**EXERCISE OBJECTIVE:**
Gather each line in the entries that includes the string "instance".

**DATA PROVIDED:**
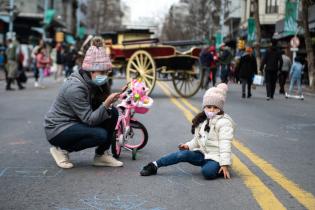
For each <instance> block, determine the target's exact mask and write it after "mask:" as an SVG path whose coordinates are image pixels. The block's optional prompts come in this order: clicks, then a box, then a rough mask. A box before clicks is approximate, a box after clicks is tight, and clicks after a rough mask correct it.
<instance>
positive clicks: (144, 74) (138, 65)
mask: <svg viewBox="0 0 315 210" xmlns="http://www.w3.org/2000/svg"><path fill="white" fill-rule="evenodd" d="M126 78H127V80H128V81H131V80H132V79H135V78H141V79H142V81H144V82H145V84H146V86H147V87H148V88H149V94H150V93H151V92H152V90H153V88H154V85H155V82H156V72H155V62H154V60H153V58H152V56H151V55H150V54H149V53H148V52H146V51H144V50H139V51H136V52H135V53H133V55H132V56H131V57H130V59H129V61H128V64H127V68H126Z"/></svg>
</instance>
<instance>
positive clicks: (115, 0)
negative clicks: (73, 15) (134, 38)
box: [87, 0, 124, 34]
mask: <svg viewBox="0 0 315 210" xmlns="http://www.w3.org/2000/svg"><path fill="white" fill-rule="evenodd" d="M88 8H89V10H88V11H89V13H88V24H87V25H88V26H89V28H90V29H94V30H95V33H96V34H100V33H102V32H106V31H116V30H119V29H121V28H122V17H123V15H124V13H123V12H122V9H121V6H120V0H98V1H88Z"/></svg>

**REPLY TO THE EXERCISE:**
For each <instance> block, determine the target's exact mask and write it after "mask:" as an SVG path whose coordinates are image pixels. The block's optional prompts come in this order: clicks, then a box, then a rough mask. A box before clicks is approximate, a box after clicks is tight, and clicks after a rough mask correct it.
<instance>
</instance>
<instance>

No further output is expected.